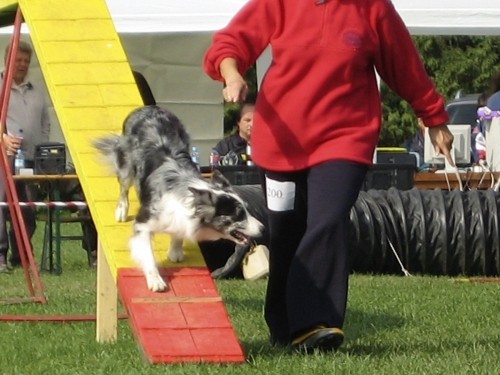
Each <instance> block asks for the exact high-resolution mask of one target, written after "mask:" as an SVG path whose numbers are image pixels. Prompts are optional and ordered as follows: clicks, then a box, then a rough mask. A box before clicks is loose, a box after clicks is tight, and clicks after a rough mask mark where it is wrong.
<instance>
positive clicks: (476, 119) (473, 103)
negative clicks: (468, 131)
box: [446, 92, 479, 127]
mask: <svg viewBox="0 0 500 375" xmlns="http://www.w3.org/2000/svg"><path fill="white" fill-rule="evenodd" d="M478 98H479V94H467V95H463V94H460V92H459V93H458V94H457V96H455V99H453V100H452V101H450V102H448V104H446V111H447V112H448V114H449V115H450V122H449V123H450V124H470V125H471V126H472V127H474V126H476V120H477V99H478Z"/></svg>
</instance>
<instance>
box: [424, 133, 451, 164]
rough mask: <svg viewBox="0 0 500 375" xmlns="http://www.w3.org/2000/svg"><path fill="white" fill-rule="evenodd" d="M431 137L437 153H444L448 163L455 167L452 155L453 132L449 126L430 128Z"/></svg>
mask: <svg viewBox="0 0 500 375" xmlns="http://www.w3.org/2000/svg"><path fill="white" fill-rule="evenodd" d="M429 137H430V139H431V142H432V145H433V146H434V150H435V152H436V154H437V155H444V157H445V158H446V160H447V161H448V163H449V164H450V165H451V166H453V167H455V163H454V161H453V158H452V157H451V147H452V145H453V134H451V132H450V130H449V129H448V126H446V125H441V126H435V127H431V128H429Z"/></svg>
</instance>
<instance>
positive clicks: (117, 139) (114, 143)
mask: <svg viewBox="0 0 500 375" xmlns="http://www.w3.org/2000/svg"><path fill="white" fill-rule="evenodd" d="M120 139H121V136H119V135H116V134H110V135H107V136H105V137H101V138H97V139H94V140H93V141H92V145H93V146H94V147H95V148H96V149H97V151H99V153H100V154H101V155H103V156H104V157H105V158H106V160H105V161H106V162H107V163H108V164H110V165H113V166H116V164H117V160H116V159H117V155H118V150H119V148H120Z"/></svg>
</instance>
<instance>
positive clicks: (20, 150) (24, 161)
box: [14, 149, 25, 174]
mask: <svg viewBox="0 0 500 375" xmlns="http://www.w3.org/2000/svg"><path fill="white" fill-rule="evenodd" d="M24 167H25V155H24V151H23V150H21V149H18V150H17V153H16V158H15V159H14V171H15V174H19V172H20V171H21V169H22V168H24Z"/></svg>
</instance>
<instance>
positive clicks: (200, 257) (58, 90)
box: [0, 0, 244, 363]
mask: <svg viewBox="0 0 500 375" xmlns="http://www.w3.org/2000/svg"><path fill="white" fill-rule="evenodd" d="M17 4H19V6H20V8H21V11H22V13H23V16H24V20H25V22H26V23H27V25H28V28H29V30H30V37H31V41H32V43H33V46H34V50H35V52H36V55H37V58H38V60H39V62H40V67H41V69H42V73H43V76H44V78H45V83H46V85H47V88H48V91H49V93H50V97H51V99H52V102H53V105H54V109H55V111H56V114H57V117H58V120H59V122H60V124H61V129H62V132H63V134H64V138H65V141H66V145H67V147H68V150H69V152H70V154H71V158H72V161H73V164H74V166H75V169H76V173H77V174H78V177H79V180H80V183H81V185H82V188H83V191H84V193H85V197H86V200H87V202H88V204H89V209H90V211H91V214H92V217H93V219H94V222H95V224H96V228H97V231H98V234H99V242H100V248H99V249H100V250H99V251H100V252H101V251H102V253H103V254H104V255H105V258H106V261H107V264H109V269H110V274H111V276H112V279H113V280H114V281H115V282H117V285H118V288H119V290H120V293H121V296H122V299H123V301H124V303H125V305H126V308H127V310H128V312H129V314H130V320H131V325H132V327H133V329H134V331H135V334H136V337H137V338H138V339H139V341H140V343H141V345H142V347H143V349H144V351H145V354H146V356H147V358H148V359H149V360H150V361H151V362H155V363H156V362H159V363H164V362H183V361H188V362H192V361H210V362H220V361H222V362H226V361H228V362H240V361H243V360H244V356H243V352H242V350H241V346H240V344H239V343H238V340H237V338H236V336H235V335H234V333H233V330H232V328H231V325H230V323H229V318H228V316H227V313H226V311H225V308H224V306H223V304H222V301H221V300H220V297H219V296H218V293H217V290H216V288H215V284H214V283H213V280H211V278H210V275H209V273H208V270H207V269H206V266H205V263H204V261H203V257H202V256H201V253H200V250H199V248H198V246H197V245H195V244H186V246H185V247H186V249H185V250H186V258H187V262H183V263H181V264H178V265H174V264H170V263H169V262H168V261H167V260H166V256H165V249H167V247H168V236H158V238H157V239H156V240H155V242H154V246H155V249H158V251H157V253H156V256H157V259H158V260H159V261H160V262H161V264H162V266H163V267H164V269H163V271H162V272H163V275H164V276H165V277H167V278H168V279H169V281H170V283H171V285H172V288H171V290H170V291H169V292H167V293H164V294H160V293H155V294H153V293H150V292H149V291H148V290H147V289H146V284H145V280H144V278H143V277H142V275H141V274H140V273H139V272H138V271H137V270H136V269H134V268H133V267H134V264H133V263H132V262H131V260H130V256H129V250H128V244H127V242H128V239H129V237H130V234H131V222H127V223H116V222H115V219H114V210H115V205H116V199H117V197H118V191H119V189H118V184H117V182H116V178H115V177H114V175H113V174H112V172H111V171H110V170H109V169H108V168H106V167H105V166H104V164H103V162H102V160H100V159H99V157H98V155H97V153H96V151H95V149H94V148H93V147H92V140H93V139H95V138H97V137H100V136H103V135H107V134H110V133H116V134H119V133H120V132H121V127H122V123H123V120H124V119H125V118H126V116H127V115H128V114H129V113H130V112H131V111H132V110H133V109H135V108H137V107H140V106H141V105H142V100H141V97H140V94H139V91H138V89H137V86H136V84H135V81H134V78H133V75H132V71H131V68H130V65H129V62H128V60H127V57H126V54H125V52H124V50H123V47H122V45H121V42H120V39H119V37H118V35H117V33H116V30H115V27H114V25H113V22H112V19H111V16H110V13H109V10H108V8H107V6H106V2H105V1H104V0H85V1H81V0H43V1H41V0H19V1H18V2H17ZM15 5H16V2H15V1H12V0H0V9H1V10H5V13H4V14H8V13H9V12H10V13H11V12H12V8H13V7H15ZM136 210H137V198H136V196H135V195H134V193H133V192H131V207H130V212H131V213H133V212H135V211H136ZM100 255H101V253H100ZM118 273H119V274H120V277H119V279H118V281H117V278H118ZM199 312H203V314H202V315H200V314H199ZM205 312H207V313H208V314H205ZM202 321H204V322H202ZM217 346H220V347H221V348H222V349H221V350H215V349H214V347H217Z"/></svg>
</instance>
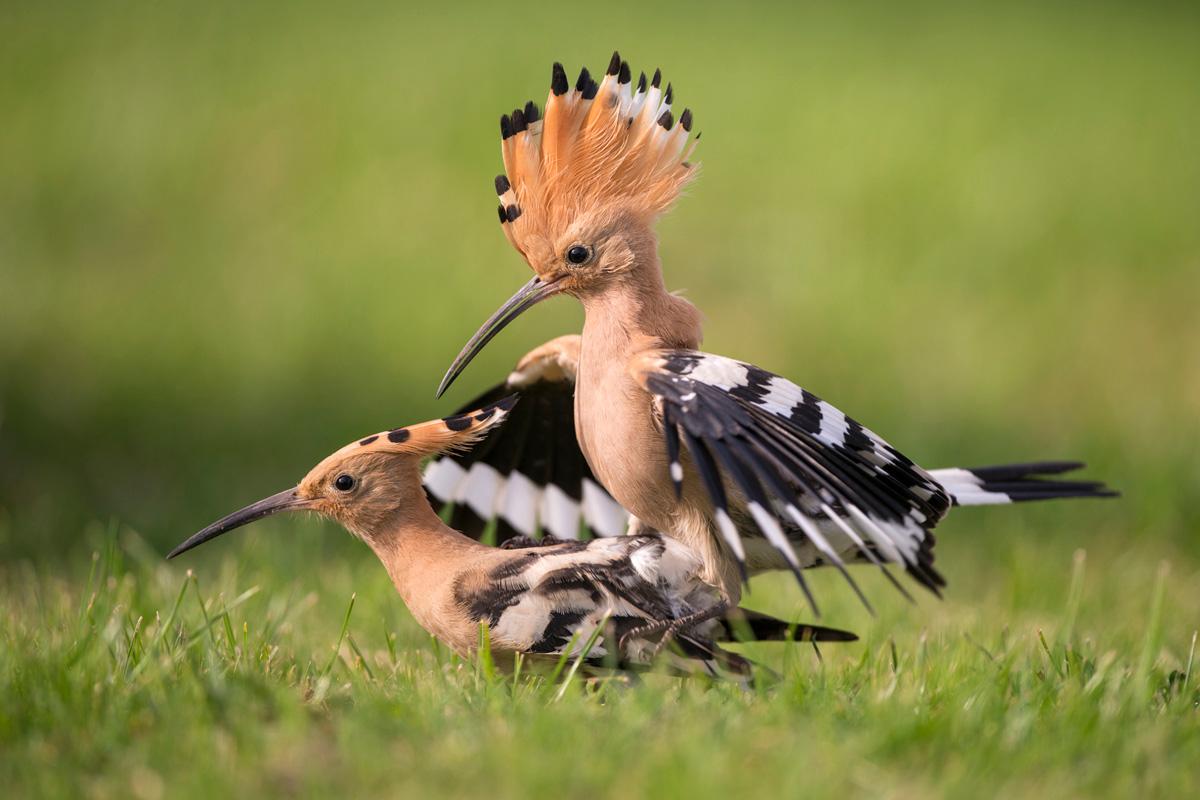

========

→ Work instruction
Rewrite the records above as a numbered list, one line per item, skipping any blank lines and leaving out the pictures.

→ Answer for the task
1. Each <instance> block asks for the exact high-resolution mask of one target, written after "mask:" as an SVG path whose numbers are image pixels. Prompts are optional and ordered as follows: clicks, then a box, then a rough mask. A box before clicks is loose, a box after clicks is tight, and clicks after a rough mask mark where it is wrong.
2. <instance>
3. positive clicks: (476, 119) (473, 103)
4. negative clicks: (468, 131)
5. box: [446, 92, 479, 127]
6. mask: <svg viewBox="0 0 500 375" xmlns="http://www.w3.org/2000/svg"><path fill="white" fill-rule="evenodd" d="M478 98H479V94H467V95H463V94H460V92H459V93H458V94H457V96H455V99H453V100H452V101H450V102H448V104H446V111H447V112H448V114H449V115H450V122H449V123H450V124H470V125H471V126H472V127H474V126H476V120H477V99H478Z"/></svg>
7. </instance>
8. <instance>
9. box: [424, 133, 451, 164]
10. rough mask: <svg viewBox="0 0 500 375" xmlns="http://www.w3.org/2000/svg"><path fill="white" fill-rule="evenodd" d="M431 137L437 153H444L448 163L455 167L452 155L453 132L449 126L430 128Z"/></svg>
11. mask: <svg viewBox="0 0 500 375" xmlns="http://www.w3.org/2000/svg"><path fill="white" fill-rule="evenodd" d="M429 137H430V139H431V142H432V145H433V146H434V150H435V152H436V154H437V155H444V157H445V158H446V160H447V161H448V163H449V164H450V165H451V166H453V167H455V163H454V161H453V158H452V157H451V147H452V145H453V134H451V132H450V130H449V129H448V126H446V125H441V126H435V127H431V128H429Z"/></svg>
12. </instance>
13. <instance>
14. positive clicks: (117, 139) (114, 143)
15. mask: <svg viewBox="0 0 500 375" xmlns="http://www.w3.org/2000/svg"><path fill="white" fill-rule="evenodd" d="M120 139H121V136H119V135H116V134H110V135H107V136H105V137H101V138H97V139H94V140H93V141H92V145H93V146H94V147H95V148H96V149H97V151H99V153H100V154H101V155H103V156H104V157H105V158H106V160H105V161H106V162H107V163H108V164H110V165H113V166H116V164H117V160H116V159H117V155H118V150H119V148H120Z"/></svg>
16. </instance>
17. <instance>
18. positive clicks: (20, 150) (24, 161)
19. box: [14, 149, 25, 174]
20. mask: <svg viewBox="0 0 500 375" xmlns="http://www.w3.org/2000/svg"><path fill="white" fill-rule="evenodd" d="M24 167H25V155H24V151H23V150H21V149H18V150H17V153H16V158H15V159H14V171H15V174H19V172H20V171H21V169H22V168H24Z"/></svg>
21. </instance>
22. <instance>
23. positive clicks: (200, 257) (58, 90)
24. box: [0, 0, 244, 363]
25. mask: <svg viewBox="0 0 500 375" xmlns="http://www.w3.org/2000/svg"><path fill="white" fill-rule="evenodd" d="M17 4H19V6H20V8H21V11H22V13H23V16H24V20H25V22H26V23H27V25H28V28H29V30H30V37H31V41H32V43H33V46H34V50H35V52H36V55H37V58H38V60H39V62H40V67H41V69H42V73H43V76H44V78H45V83H46V85H47V88H48V91H49V93H50V97H51V99H52V102H53V105H54V109H55V111H56V114H57V117H58V120H59V122H60V124H61V129H62V132H63V134H64V138H65V141H66V145H67V147H68V150H69V152H70V154H71V158H72V161H73V164H74V166H75V169H76V173H77V174H78V177H79V180H80V183H81V185H82V188H83V191H84V193H85V197H86V200H87V202H88V204H89V209H90V211H91V214H92V217H93V219H94V222H95V224H96V228H97V231H98V234H99V242H100V248H99V249H100V250H99V251H100V252H101V251H102V253H103V254H104V255H105V258H106V261H107V264H109V269H110V274H111V276H112V279H113V280H114V281H115V282H117V285H118V288H119V290H120V293H121V296H122V299H123V301H124V303H125V305H126V308H127V310H128V312H129V314H130V320H131V325H132V327H133V329H134V331H135V334H136V337H137V338H138V339H139V341H140V343H141V345H142V347H143V349H144V351H145V354H146V356H147V358H148V359H149V360H150V361H151V362H155V363H156V362H159V363H164V362H183V361H188V362H192V361H210V362H220V361H222V362H226V361H228V362H240V361H243V360H244V356H243V352H242V350H241V346H240V344H239V343H238V340H237V338H236V336H235V335H234V333H233V330H232V328H231V325H230V323H229V318H228V316H227V313H226V311H225V308H224V306H223V304H222V301H221V300H220V297H219V296H218V293H217V290H216V288H215V284H214V283H213V280H211V278H210V275H209V273H208V270H207V269H206V266H205V263H204V261H203V257H202V256H201V253H200V250H199V248H198V246H197V245H195V244H186V246H185V247H186V249H185V250H186V258H187V262H183V263H181V264H178V265H174V264H170V263H169V262H168V261H167V260H166V256H165V249H167V247H168V236H158V238H157V239H156V240H155V242H154V246H155V249H158V251H157V253H156V256H157V259H158V260H159V261H160V262H161V264H162V266H163V267H164V269H163V271H162V272H163V275H164V276H165V277H167V278H168V279H169V281H170V283H171V285H172V288H171V290H170V291H169V292H167V293H164V294H160V293H155V294H153V293H150V292H149V291H148V290H147V289H146V284H145V280H144V278H143V277H142V275H141V274H140V273H139V272H138V271H137V270H136V269H134V268H133V267H134V264H133V263H132V262H131V260H130V256H129V250H128V244H127V242H128V239H129V237H130V234H131V222H127V223H116V222H115V219H114V210H115V205H116V199H117V197H118V191H119V189H118V184H117V182H116V178H115V177H114V175H113V174H112V172H111V171H110V170H109V169H108V168H106V167H105V166H104V164H103V162H102V160H100V159H99V157H98V155H97V153H96V151H95V149H94V148H93V147H92V140H93V139H95V138H97V137H100V136H103V135H107V134H110V133H116V134H119V133H120V132H121V127H122V123H123V120H124V119H125V118H126V116H127V115H128V114H129V113H130V112H131V111H132V110H133V109H135V108H137V107H140V106H141V105H142V100H141V97H140V94H139V91H138V89H137V86H136V84H135V81H134V78H133V75H132V71H131V68H130V65H129V62H128V60H127V57H126V54H125V52H124V50H123V47H122V45H121V42H120V39H119V37H118V35H117V33H116V30H115V27H114V25H113V22H112V19H111V16H110V13H109V10H108V8H107V6H106V2H105V1H104V0H85V1H81V0H43V1H41V0H19V1H18V2H17ZM15 5H16V2H15V1H12V0H0V9H1V10H5V13H4V14H8V13H9V12H10V13H11V12H12V8H13V7H15ZM136 210H137V198H136V196H135V195H134V193H133V192H131V207H130V212H131V213H133V212H135V211H136ZM100 255H101V253H100ZM118 273H119V274H120V277H119V279H118V281H117V278H118ZM199 312H203V314H202V315H200V314H199ZM205 312H207V313H208V314H205ZM202 321H204V322H202ZM217 346H220V347H221V348H222V349H221V350H215V349H214V347H217Z"/></svg>
26. </instance>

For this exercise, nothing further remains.